(Excerpt provided Opens)
Linux is not a Silver bullet

2005 Jan 27 at 10:43 » Tagged as :

My sister had this really ancient Notebook with factory installed windows. She only uses it for email and writing stories while on the move, so discarding it in favour of a new one is simply not on.

Unfortunatley this machine has been infected by viruses several times and on each occaision I kept on vaxing eloquent about the benefits of installing linux. My main arguments is that linux runs faster on older machines and almost never gets attaked by viruses.

So after the latest attack, I finally managed to persuade my sister to allow me to install linux on it. Unfortunately the only linux distro I had with me when I was visiting with her was Fedora. I found to my great embarrasment that the snipe by debian fans that redhat and fedora are the worst distributions is indeed true.

The installation itself took several hours, in fact it nearly took the whole day just for two CDs. Upgrading RH 9 on my desktop a few months ago wasn't a pleasent experience either. After installing it seem to take ever so long to start up. Windows certainly did start up a lot quicker. The real trouble began when attempting to login, both the KDE and gnome desktops went into a vicious swap cycle. Sad to say windows didn't do the same on this machine with just 64 Mb of RAM.

Starting up Open Office is out of the question. So now I am left with a lot of egg on my face and having to by her a stick of expensive notebook ram.
(Excerpt provided Closes)
> [What this task involves] Write out the stretch of the post about putting Linux on an old notebook from "Unfortunatley this machine" through "attaked by viruses.". The entries that come next are not needed for this work.
(Information given Opens)
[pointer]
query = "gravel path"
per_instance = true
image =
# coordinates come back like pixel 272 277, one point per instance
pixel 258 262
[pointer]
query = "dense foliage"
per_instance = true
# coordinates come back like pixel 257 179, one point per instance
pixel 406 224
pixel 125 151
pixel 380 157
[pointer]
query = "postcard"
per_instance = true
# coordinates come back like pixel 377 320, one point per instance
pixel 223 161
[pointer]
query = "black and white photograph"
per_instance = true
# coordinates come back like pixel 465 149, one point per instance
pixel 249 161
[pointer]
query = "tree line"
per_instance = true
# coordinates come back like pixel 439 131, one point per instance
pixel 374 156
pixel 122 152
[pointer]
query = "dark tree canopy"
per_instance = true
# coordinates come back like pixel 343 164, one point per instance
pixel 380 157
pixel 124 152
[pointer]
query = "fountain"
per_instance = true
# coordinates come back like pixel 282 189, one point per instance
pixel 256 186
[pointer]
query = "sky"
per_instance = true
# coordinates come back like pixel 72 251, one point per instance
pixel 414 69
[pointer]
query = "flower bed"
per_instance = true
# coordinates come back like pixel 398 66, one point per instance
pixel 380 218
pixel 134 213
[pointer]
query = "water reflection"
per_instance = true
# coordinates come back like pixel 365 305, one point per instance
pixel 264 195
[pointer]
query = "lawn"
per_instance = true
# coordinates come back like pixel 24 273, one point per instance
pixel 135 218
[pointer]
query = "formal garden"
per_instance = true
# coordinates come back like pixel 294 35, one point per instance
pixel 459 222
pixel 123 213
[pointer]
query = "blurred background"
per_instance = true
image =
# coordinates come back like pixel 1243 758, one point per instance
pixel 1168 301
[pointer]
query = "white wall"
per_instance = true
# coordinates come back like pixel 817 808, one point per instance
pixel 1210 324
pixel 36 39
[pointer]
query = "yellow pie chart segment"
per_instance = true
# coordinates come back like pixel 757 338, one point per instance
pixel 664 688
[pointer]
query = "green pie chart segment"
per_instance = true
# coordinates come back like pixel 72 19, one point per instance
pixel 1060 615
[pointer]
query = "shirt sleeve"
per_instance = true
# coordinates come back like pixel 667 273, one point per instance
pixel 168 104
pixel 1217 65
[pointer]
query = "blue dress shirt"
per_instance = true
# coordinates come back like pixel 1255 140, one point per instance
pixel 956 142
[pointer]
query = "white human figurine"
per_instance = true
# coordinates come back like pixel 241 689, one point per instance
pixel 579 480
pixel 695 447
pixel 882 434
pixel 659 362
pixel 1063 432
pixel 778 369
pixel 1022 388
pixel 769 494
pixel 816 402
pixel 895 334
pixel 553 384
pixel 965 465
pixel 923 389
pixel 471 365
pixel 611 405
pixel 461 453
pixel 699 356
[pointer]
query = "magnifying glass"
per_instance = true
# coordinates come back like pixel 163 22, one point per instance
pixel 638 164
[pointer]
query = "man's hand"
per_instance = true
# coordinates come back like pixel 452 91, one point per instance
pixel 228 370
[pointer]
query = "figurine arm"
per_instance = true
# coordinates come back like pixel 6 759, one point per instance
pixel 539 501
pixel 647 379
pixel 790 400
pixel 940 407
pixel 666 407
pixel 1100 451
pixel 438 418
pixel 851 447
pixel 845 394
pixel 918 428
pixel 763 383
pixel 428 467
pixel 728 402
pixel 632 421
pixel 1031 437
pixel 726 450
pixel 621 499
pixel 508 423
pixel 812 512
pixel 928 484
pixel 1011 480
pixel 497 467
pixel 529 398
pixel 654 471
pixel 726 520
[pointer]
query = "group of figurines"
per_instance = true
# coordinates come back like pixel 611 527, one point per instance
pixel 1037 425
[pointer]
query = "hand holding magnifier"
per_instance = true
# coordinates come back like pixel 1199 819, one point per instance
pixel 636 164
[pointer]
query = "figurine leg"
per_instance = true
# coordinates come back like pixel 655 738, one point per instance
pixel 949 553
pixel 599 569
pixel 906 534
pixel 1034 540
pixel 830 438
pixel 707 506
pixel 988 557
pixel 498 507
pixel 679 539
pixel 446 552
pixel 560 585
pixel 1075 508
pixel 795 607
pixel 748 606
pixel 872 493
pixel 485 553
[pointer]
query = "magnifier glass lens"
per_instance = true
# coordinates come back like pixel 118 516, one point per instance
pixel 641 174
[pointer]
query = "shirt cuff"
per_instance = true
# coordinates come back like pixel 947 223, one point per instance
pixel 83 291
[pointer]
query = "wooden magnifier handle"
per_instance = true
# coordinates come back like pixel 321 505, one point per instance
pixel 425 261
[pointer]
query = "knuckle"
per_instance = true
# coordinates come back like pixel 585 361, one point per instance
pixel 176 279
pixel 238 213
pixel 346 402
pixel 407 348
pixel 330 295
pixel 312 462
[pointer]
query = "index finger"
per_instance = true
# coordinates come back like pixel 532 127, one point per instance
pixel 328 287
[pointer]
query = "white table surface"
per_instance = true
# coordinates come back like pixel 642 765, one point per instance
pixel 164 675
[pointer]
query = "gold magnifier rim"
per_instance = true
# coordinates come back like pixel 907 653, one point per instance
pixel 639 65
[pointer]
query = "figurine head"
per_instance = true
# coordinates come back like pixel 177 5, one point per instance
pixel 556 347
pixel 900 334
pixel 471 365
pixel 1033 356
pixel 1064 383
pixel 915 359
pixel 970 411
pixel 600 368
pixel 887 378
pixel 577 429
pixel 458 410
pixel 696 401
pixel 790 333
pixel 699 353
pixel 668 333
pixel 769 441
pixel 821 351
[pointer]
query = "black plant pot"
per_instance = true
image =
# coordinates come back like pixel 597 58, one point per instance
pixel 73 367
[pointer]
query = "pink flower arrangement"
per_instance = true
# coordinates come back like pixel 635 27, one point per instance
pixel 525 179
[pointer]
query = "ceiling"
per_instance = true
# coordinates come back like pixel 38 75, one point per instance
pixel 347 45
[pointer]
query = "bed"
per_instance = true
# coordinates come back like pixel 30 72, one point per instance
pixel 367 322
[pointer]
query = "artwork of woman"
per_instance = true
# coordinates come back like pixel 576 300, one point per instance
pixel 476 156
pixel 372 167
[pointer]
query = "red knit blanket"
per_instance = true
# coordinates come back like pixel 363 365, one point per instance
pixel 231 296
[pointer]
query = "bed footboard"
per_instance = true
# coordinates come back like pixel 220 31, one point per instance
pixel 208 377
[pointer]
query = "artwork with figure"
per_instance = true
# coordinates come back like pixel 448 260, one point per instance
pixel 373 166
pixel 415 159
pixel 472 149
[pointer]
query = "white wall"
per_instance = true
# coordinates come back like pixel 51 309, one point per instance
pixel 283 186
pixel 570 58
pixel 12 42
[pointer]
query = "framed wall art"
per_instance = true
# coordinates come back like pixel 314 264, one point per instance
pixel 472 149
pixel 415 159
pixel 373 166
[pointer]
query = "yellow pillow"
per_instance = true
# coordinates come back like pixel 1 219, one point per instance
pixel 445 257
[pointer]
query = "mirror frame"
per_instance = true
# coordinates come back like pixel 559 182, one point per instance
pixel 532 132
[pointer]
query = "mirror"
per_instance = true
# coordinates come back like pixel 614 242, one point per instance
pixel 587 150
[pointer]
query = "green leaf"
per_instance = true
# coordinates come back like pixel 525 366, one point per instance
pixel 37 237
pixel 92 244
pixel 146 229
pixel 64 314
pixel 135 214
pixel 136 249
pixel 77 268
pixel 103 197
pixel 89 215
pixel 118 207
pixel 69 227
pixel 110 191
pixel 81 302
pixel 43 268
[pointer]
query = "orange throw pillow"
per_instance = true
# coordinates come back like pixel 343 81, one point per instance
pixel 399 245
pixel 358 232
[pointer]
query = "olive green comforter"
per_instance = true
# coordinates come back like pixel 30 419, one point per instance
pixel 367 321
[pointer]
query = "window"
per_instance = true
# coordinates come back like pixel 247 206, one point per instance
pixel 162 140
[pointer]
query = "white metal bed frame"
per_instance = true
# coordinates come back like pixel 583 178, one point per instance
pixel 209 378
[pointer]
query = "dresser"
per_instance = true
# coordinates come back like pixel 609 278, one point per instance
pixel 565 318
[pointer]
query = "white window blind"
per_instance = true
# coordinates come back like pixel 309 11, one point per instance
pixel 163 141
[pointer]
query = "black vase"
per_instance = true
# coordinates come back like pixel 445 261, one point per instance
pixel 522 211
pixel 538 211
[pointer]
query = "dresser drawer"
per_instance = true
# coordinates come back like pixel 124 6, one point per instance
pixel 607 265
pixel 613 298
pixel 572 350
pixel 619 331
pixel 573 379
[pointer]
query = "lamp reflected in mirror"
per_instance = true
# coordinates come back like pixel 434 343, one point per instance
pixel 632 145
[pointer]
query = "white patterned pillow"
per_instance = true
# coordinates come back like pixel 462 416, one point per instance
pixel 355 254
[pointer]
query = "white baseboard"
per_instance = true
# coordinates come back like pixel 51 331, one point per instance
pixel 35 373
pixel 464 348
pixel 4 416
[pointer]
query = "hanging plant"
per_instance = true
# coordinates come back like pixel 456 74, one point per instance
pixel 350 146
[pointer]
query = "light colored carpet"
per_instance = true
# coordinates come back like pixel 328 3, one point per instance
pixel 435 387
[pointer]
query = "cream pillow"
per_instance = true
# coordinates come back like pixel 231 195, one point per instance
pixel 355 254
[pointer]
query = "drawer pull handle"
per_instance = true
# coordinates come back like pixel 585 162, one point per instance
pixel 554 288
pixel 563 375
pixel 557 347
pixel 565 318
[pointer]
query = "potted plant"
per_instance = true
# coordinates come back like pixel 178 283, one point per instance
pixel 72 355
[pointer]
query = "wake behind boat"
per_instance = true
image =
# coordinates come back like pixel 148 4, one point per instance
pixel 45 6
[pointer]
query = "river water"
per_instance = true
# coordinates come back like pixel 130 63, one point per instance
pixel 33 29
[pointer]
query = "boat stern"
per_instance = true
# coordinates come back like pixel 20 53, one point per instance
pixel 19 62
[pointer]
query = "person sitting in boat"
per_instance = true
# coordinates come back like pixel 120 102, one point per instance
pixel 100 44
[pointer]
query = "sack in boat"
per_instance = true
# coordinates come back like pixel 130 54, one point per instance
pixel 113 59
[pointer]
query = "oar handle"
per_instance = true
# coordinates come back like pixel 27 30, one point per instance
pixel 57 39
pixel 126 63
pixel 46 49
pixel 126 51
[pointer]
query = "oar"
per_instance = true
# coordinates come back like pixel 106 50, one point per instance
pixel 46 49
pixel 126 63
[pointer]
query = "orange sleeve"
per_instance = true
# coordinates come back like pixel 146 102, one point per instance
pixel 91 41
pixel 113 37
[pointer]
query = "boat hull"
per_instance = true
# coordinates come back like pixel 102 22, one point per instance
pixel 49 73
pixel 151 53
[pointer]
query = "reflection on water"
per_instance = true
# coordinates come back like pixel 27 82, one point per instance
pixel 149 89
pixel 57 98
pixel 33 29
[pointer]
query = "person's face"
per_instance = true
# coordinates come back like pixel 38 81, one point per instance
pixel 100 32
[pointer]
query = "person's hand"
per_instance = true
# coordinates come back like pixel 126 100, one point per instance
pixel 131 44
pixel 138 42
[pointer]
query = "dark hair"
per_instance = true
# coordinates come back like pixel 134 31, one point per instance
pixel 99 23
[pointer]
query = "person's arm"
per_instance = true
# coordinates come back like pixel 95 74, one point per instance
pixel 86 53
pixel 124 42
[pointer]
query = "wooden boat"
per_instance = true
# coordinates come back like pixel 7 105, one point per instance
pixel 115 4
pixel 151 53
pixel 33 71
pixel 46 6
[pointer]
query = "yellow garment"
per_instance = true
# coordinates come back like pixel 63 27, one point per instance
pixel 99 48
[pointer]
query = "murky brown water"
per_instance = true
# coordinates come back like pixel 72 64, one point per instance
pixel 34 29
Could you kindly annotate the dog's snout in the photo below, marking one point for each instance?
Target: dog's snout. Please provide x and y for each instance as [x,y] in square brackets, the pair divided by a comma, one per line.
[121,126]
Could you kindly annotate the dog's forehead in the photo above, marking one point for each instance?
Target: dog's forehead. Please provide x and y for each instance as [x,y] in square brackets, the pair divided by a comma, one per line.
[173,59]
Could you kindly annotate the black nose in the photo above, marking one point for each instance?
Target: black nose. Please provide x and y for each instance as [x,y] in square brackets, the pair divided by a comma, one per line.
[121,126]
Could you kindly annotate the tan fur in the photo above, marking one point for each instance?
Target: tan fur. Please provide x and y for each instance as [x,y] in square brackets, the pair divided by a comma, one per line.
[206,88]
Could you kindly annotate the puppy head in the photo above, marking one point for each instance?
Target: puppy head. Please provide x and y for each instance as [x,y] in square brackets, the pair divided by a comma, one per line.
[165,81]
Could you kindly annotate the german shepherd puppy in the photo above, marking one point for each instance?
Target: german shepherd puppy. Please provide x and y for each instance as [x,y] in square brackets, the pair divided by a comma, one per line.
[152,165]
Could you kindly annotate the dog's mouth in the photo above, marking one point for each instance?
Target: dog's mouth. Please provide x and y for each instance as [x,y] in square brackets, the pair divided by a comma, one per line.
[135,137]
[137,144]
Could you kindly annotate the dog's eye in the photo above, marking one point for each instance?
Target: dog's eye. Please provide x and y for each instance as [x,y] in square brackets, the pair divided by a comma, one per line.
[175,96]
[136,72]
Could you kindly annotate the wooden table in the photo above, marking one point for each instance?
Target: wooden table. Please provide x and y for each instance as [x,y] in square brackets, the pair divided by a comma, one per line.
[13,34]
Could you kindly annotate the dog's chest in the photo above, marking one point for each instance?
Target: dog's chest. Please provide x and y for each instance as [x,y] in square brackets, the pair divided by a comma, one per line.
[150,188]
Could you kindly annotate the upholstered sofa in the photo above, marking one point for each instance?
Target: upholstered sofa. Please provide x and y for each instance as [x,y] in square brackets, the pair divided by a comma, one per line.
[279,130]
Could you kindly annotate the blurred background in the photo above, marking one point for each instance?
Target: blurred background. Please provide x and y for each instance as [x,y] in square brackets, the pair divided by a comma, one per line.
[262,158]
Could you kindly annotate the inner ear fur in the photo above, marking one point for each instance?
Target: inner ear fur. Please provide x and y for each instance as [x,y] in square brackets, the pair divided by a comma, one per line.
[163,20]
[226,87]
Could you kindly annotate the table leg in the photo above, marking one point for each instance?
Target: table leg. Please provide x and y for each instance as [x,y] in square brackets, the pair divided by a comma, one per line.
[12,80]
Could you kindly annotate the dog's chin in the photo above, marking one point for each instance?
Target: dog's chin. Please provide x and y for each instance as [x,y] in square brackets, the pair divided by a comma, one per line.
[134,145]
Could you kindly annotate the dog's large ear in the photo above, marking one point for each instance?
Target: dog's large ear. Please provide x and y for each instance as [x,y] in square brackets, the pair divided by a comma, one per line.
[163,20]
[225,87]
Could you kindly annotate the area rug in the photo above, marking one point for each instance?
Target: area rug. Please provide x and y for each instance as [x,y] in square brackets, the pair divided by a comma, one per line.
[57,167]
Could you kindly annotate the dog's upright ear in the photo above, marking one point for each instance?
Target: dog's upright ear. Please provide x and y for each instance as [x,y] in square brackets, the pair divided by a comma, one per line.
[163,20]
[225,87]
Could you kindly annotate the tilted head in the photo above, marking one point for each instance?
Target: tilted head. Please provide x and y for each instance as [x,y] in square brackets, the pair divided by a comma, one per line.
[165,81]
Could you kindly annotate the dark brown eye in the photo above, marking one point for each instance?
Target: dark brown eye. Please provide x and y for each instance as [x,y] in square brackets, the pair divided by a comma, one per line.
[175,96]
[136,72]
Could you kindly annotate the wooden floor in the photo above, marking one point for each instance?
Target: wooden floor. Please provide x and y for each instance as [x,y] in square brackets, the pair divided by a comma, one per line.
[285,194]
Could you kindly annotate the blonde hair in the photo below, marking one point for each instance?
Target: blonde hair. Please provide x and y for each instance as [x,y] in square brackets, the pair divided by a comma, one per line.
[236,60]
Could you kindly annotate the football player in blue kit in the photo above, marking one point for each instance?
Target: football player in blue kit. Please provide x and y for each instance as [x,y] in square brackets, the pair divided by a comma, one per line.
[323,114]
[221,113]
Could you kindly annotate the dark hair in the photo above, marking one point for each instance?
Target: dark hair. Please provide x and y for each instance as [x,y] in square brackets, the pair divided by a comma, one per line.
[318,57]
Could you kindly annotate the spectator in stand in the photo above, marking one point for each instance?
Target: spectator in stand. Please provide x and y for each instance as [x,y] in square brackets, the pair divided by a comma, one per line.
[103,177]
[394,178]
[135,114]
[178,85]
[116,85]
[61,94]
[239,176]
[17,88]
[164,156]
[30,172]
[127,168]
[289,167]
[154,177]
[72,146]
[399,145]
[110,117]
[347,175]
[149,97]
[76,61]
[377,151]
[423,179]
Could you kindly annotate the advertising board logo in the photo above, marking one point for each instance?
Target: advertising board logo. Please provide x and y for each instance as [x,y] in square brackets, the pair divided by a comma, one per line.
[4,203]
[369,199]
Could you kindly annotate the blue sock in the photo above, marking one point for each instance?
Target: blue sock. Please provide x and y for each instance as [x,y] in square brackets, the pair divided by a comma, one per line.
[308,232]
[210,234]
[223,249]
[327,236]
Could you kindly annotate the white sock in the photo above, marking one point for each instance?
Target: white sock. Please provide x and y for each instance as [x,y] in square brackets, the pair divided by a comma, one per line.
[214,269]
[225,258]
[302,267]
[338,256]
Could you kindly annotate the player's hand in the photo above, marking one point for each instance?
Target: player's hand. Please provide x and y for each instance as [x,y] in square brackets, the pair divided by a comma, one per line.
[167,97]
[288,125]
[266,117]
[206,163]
(Information given Closes)
> [Problem solution]
Unfortunatley this machine has been infected by viruses several times and on each occaision I kept on vaxing eloquent about the benefits of installing linux. My main arguments is that linux runs faster on older machines and almost never gets attaked by viruses.